WHAT TO PRODUCE
Please reproduce the entries in full. Keep every character the same.

RECORDS SHOWN
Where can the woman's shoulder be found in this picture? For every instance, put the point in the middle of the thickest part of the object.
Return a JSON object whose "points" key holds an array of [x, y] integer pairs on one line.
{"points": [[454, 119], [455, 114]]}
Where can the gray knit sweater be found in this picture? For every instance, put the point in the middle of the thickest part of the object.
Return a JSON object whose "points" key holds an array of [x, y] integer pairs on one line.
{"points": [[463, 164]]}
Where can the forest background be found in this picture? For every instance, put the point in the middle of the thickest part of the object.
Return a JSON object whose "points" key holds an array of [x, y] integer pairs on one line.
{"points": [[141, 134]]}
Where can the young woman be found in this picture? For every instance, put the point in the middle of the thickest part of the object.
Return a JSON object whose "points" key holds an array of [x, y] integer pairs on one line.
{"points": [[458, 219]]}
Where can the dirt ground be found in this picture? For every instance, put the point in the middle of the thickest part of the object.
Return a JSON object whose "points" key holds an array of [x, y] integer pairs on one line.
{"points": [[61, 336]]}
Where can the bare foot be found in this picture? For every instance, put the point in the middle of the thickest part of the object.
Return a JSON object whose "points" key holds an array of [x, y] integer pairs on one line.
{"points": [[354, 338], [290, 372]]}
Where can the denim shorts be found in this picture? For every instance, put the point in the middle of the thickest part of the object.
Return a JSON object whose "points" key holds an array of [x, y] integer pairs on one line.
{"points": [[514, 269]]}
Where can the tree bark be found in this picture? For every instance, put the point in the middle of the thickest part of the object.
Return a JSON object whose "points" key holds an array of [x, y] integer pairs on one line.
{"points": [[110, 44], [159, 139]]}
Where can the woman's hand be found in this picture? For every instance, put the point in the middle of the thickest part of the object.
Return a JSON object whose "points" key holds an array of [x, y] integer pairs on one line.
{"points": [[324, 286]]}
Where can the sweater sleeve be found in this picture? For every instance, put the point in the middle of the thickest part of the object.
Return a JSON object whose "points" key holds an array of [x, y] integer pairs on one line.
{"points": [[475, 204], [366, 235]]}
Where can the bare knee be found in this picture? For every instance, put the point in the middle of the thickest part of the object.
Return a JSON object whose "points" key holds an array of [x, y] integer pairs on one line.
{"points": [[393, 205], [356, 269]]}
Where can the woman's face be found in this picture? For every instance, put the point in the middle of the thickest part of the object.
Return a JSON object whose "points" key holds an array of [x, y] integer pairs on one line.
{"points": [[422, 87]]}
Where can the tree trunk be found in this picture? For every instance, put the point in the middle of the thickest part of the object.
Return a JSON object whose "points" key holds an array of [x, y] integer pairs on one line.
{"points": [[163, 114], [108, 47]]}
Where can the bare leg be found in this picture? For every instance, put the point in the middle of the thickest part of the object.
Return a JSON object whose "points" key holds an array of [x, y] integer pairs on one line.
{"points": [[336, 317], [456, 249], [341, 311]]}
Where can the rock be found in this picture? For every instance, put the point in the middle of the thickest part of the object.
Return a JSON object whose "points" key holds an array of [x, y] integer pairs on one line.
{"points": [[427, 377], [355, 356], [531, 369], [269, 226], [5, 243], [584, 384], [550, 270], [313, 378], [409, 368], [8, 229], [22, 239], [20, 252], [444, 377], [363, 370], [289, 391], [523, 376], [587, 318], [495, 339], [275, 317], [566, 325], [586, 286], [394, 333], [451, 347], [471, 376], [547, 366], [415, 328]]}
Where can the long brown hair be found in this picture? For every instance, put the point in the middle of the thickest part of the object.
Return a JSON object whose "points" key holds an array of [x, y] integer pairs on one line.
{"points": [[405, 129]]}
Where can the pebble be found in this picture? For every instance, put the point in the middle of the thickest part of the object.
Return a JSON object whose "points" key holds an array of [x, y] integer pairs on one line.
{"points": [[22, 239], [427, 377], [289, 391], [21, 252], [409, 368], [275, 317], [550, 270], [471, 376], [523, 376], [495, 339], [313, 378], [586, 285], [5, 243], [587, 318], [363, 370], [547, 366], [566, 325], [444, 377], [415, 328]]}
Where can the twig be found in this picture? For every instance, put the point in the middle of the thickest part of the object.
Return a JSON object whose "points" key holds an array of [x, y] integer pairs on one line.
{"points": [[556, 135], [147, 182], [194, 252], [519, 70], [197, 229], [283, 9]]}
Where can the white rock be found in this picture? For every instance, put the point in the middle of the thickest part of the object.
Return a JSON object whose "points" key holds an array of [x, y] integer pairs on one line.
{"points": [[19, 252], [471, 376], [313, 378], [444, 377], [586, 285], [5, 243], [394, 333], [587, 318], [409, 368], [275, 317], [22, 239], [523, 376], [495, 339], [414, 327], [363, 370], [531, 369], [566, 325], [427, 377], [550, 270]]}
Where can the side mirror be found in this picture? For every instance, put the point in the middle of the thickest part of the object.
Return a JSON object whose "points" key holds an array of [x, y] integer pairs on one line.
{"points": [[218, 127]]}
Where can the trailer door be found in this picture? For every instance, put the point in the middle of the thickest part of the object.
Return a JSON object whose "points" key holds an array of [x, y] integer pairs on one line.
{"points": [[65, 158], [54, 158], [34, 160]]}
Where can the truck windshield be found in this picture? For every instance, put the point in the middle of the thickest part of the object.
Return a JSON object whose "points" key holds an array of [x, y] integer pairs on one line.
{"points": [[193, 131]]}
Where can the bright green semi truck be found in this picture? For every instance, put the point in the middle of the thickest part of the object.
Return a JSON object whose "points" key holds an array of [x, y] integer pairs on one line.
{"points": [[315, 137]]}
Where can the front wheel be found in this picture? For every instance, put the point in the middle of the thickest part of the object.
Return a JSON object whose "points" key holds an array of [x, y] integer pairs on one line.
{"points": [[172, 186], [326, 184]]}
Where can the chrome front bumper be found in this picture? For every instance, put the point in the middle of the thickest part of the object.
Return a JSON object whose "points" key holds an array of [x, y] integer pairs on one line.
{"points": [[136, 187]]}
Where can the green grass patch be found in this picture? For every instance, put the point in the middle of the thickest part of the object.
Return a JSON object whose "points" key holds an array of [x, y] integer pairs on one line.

WRITTEN ANSWER
Where can the woman's shoulder be found in this picture? For every instance, put the point in the middle of the thickest part of the object.
Return a JSON object whose "points" key holds an array of [x, y] integer pairs on one line.
{"points": [[454, 119], [455, 114]]}
Where can the gray knit sweater be found in this picture? For every instance, put the point in the middle of the thickest part of the object.
Return a JSON object whose "points" key holds an array of [x, y] integer pairs on one line.
{"points": [[463, 164]]}
Where can the forest background be found in this picture? For every instance, put the point in the middle of the thickest part of the object.
Return a JSON object whose "points" key holds an array of [x, y] integer pairs on one line.
{"points": [[141, 134]]}
Where can the young woman be found in this picture? For every instance, put the point in the middle of the thickest part of the object.
Return a JSON object whose "points" key holds an array of [x, y] integer pairs on one line.
{"points": [[458, 219]]}
Where can the dirt ground be found in this picture? For every instance, put the point in the middle of the thickest part of the object.
Return a JSON object whose "points" key holds an array of [x, y] integer pairs on one line.
{"points": [[61, 336]]}
Where can the bare foot be found in this picture? For every instance, put the point in the middle of the thickest part of the object.
Return a JSON object whose "points" key holds an array of [x, y] integer pairs on one line.
{"points": [[354, 338], [290, 372]]}
Where can the denim shorts be found in this picture? For every instance, put the point in the middle of the thickest part of the object.
Return a JSON object whose "points" key holds an array of [x, y] integer pairs on one line.
{"points": [[514, 269]]}
Where can the tree bark be found in this picture? For every instance, put the point in the middle of the thickest part of the object.
Return a JSON object whose "points" key holds an array of [x, y] integer pairs on one line.
{"points": [[110, 44], [159, 139]]}
Where can the woman's hand be found in this picture? For every instance, put the point in the middle of the thickest part of the object.
Return a JSON object whose "points" key holds an array of [x, y] integer pairs on one line.
{"points": [[324, 286]]}
Where can the sweater sleeve be found in this picture? For every instance, put the point in the middle of the thickest part of the object.
Return a JSON object whose "points" key holds an array of [x, y] integer pairs on one line.
{"points": [[475, 204], [366, 235]]}
Where can the bare knee be found in this picture? For every instance, put the point in the middle of the thickest part of the object.
Return a JSON object whose "points" key holds an array of [x, y] integer pairs on one line.
{"points": [[393, 205], [356, 269]]}
Where can the woman's face be found in this picture? For every instance, put the point in the middle of the thickest part of the object.
Return a JSON object whose "points" key holds an array of [x, y] integer pairs on one line.
{"points": [[422, 87]]}
Where can the tree trunk be found in this picture? For every instance, put the point in the middle of the thickest part of the object.
Return a JSON object whose "points" key holds an array of [x, y] integer pairs on one line.
{"points": [[163, 114], [108, 47]]}
Where can the bare leg be found in this picture? For every instance, put the point in the middle of the thickest part of the object.
Return a JSON object whose "points" key holds an array of [x, y] integer pairs on one line.
{"points": [[336, 317], [456, 249], [341, 311]]}
Where can the rock be found in this picture? For every instance, put the point in the middle of the thickest part of the object.
Return a JSON object whose "points" key holds an array of [x, y] integer pairs on one line.
{"points": [[427, 377], [355, 356], [531, 369], [269, 226], [5, 243], [584, 384], [550, 270], [313, 378], [409, 368], [8, 229], [22, 239], [20, 252], [444, 377], [363, 370], [289, 391], [523, 376], [587, 318], [495, 339], [275, 317], [566, 325], [586, 286], [394, 333], [451, 347], [471, 376], [547, 366], [415, 328]]}
Where can the long brown hair be found in this picture? For every instance, put the point in the middle of the thickest part of the object.
Return a JSON object whose "points" key holds an array of [x, y] integer pairs on one line.
{"points": [[405, 129]]}
Where can the pebble be found in this picture? For every instance, put the point in the middle of the thickest part of the object.
Return a JSON object whose "points" key holds an array of [x, y] integer pairs on one line.
{"points": [[22, 239], [427, 377], [289, 391], [21, 252], [409, 368], [275, 317], [550, 270], [471, 376], [523, 376], [495, 339], [313, 378], [586, 285], [5, 243], [587, 318], [363, 370], [547, 366], [566, 325], [444, 377], [415, 328]]}
Where can the twig be found in this picture? For every instance, put the point in the middle of the thickest part of the object.
Return a JSON object whose "points" key holds an array of [x, y] integer pairs on one line.
{"points": [[556, 135], [147, 182], [194, 252], [519, 70], [197, 229], [283, 9]]}
Where can the white rock be found in this picture? For every instance, put the point in the middle of the thickest part of the object.
Return a JSON object whose "points" key holds an array of [x, y] integer pairs on one line.
{"points": [[19, 252], [471, 376], [313, 378], [444, 377], [586, 285], [5, 243], [394, 333], [587, 318], [409, 368], [275, 317], [22, 239], [523, 376], [495, 339], [414, 327], [363, 370], [531, 369], [566, 325], [427, 377], [550, 270]]}
Where can the side mirror be found in this picture? For every instance, put the point in the middle of the thickest part of the object.
Return a JSON object whose "points" key holds an array of [x, y] integer pairs on one line.
{"points": [[218, 127]]}
Where can the trailer door be found in this picture? For every instance, put the point in the middle of the thickest part of the object.
Return a JSON object whose "points" key holds an array of [x, y] integer pairs on one line.
{"points": [[65, 158], [54, 158], [34, 160]]}
Where can the truck windshield be found in this picture? For every instance, put the point in the middle of the thickest part of the object.
Return a JSON object whose "points" key holds an array of [x, y] integer pairs on one line.
{"points": [[193, 131]]}
Where can the bright green semi truck be found in this picture? For every instance, put the point in the middle of the thickest part of the object.
Return a JSON object whose "points" key holds an array of [x, y] integer pairs on one line.
{"points": [[315, 137]]}
Where can the front wheel be found in this picture? For every instance, put the point in the middle of the thickest part of the object.
Return a JSON object whose "points" key holds an array of [x, y] integer pairs on one line.
{"points": [[172, 186], [326, 184]]}
Where can the chrome front bumper be found in this picture? For every instance, put the point in the middle of the thickest part of the object.
Return a JSON object whose "points" key holds an array of [x, y] integer pairs on one line.
{"points": [[136, 187]]}
Where can the green grass patch be found in this picture? For every instance, put the point in the middle of the thickest part of the object.
Return a JSON object whose "points" key holds an array of [x, y] integer pairs on one line.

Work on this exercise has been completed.